* Excerpt from a dataset *
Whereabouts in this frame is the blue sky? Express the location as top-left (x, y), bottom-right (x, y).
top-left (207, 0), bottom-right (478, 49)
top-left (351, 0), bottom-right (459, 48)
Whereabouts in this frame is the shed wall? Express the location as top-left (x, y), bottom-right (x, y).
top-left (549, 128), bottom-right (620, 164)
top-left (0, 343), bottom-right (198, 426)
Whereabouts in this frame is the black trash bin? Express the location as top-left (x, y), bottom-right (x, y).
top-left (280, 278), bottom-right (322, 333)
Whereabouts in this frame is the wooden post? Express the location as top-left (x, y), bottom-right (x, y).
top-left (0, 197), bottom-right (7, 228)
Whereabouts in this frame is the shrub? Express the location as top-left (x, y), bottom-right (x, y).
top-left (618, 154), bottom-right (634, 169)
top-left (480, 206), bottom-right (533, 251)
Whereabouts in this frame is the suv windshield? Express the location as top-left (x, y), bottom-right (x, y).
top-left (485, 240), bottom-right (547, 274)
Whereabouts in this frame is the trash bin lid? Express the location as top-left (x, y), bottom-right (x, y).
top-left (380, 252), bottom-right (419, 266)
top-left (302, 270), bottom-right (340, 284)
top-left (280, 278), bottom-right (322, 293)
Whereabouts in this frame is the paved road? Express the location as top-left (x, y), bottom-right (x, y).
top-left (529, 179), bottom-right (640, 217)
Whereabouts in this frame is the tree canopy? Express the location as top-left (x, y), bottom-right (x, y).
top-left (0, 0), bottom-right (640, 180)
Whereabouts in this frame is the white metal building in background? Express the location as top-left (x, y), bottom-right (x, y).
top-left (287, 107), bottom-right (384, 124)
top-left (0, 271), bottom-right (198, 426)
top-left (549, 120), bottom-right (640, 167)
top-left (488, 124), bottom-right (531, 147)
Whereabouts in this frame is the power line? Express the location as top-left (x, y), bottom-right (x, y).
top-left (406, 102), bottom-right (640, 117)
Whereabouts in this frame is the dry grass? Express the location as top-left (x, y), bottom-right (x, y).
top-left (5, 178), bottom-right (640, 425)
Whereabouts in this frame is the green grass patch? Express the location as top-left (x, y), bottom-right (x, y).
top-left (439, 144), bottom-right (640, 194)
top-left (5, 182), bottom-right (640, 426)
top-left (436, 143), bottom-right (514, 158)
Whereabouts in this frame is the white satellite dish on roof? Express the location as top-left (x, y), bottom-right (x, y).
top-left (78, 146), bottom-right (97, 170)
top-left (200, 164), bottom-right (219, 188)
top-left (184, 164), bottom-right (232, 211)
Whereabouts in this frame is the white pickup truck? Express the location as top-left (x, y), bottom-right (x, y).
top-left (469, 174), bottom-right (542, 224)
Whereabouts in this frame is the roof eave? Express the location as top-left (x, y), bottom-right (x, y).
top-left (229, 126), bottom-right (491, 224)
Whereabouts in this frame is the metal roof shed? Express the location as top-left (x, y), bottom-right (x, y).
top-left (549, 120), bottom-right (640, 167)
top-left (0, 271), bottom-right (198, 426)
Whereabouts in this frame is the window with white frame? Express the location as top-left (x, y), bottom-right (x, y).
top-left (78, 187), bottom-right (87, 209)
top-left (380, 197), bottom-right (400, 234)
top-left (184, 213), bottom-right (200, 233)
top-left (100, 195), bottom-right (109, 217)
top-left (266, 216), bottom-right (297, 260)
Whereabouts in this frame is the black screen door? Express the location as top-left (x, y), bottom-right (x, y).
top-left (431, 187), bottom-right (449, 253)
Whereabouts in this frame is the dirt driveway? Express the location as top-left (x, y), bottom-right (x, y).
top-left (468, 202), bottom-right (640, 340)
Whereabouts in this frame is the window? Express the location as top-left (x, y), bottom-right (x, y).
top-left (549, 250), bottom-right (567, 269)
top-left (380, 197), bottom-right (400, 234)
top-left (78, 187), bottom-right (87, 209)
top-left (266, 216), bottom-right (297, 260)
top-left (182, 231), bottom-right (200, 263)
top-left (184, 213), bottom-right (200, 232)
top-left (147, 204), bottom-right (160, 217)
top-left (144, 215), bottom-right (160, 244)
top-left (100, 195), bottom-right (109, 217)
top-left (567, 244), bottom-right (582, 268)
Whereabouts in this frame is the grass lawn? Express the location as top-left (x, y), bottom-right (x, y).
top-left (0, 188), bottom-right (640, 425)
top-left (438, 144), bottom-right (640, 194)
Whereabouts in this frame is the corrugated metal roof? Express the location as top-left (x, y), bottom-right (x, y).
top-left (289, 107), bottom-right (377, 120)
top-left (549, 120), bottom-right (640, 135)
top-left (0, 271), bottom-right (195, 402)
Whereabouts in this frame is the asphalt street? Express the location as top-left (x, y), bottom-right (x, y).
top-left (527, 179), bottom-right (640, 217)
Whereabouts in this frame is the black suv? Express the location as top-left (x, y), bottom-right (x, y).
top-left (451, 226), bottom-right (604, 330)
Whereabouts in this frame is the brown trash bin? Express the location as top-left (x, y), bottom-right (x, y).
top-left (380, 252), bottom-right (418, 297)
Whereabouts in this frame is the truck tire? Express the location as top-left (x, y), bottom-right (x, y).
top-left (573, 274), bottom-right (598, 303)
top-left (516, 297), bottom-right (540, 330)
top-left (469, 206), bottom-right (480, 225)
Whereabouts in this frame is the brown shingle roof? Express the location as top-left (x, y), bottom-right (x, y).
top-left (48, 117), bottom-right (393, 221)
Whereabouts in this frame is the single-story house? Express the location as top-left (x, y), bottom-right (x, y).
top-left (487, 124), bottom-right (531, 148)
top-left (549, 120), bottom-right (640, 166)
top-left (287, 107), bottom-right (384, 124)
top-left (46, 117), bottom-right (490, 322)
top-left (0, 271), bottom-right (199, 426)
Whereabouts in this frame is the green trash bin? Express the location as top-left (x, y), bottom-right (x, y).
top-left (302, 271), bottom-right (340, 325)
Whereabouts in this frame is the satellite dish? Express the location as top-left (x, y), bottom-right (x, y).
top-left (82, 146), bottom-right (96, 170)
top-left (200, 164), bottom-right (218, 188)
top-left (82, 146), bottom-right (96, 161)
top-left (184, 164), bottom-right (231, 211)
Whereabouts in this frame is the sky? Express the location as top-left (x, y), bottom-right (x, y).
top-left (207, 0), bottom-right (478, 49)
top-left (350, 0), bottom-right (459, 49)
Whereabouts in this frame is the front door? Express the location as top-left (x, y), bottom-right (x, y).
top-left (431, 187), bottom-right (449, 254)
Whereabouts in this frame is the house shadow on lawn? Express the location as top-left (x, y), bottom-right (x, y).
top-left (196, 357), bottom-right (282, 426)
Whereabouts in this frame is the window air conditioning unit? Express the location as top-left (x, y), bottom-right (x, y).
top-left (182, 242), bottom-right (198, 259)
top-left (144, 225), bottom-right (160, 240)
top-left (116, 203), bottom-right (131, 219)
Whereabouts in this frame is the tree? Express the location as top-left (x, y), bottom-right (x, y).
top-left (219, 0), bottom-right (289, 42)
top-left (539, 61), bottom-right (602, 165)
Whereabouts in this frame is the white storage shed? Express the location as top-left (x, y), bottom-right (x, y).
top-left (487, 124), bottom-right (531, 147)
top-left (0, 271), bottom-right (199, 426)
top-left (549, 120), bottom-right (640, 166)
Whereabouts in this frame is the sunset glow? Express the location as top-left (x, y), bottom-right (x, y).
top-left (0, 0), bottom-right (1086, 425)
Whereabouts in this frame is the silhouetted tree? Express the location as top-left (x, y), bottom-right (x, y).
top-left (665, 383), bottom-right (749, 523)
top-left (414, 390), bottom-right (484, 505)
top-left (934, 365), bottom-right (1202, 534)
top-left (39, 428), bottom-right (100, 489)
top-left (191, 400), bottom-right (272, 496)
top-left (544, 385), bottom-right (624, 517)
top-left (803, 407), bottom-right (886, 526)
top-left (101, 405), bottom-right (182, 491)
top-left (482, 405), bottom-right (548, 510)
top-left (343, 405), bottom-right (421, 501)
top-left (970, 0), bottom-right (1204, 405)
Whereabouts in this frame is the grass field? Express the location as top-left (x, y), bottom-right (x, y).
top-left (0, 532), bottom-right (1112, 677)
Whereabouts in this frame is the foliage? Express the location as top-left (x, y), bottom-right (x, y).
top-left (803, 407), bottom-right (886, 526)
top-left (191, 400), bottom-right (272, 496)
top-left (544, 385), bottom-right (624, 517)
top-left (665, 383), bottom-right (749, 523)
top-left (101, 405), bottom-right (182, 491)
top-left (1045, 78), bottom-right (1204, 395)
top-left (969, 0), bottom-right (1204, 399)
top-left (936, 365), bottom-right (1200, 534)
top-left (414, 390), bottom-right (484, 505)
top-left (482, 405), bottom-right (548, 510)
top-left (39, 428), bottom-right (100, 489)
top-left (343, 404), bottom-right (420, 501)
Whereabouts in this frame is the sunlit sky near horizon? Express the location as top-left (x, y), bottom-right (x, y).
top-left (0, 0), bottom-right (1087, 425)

* PROMPT *
Please retype the items above from the line with "Whereabouts in this frame is the truck" to the line with "top-left (48, 117), bottom-right (393, 221)", both included.

* COMPLETED TASK *
Whereabouts in this frame is the truck tire? Express the location as top-left (x, y), bottom-right (x, y).
top-left (573, 274), bottom-right (598, 303)
top-left (516, 297), bottom-right (540, 330)
top-left (469, 206), bottom-right (480, 225)
Whereabouts in this frame is the brown shingle roof? Express the location as top-left (x, y), bottom-right (x, y).
top-left (48, 117), bottom-right (393, 221)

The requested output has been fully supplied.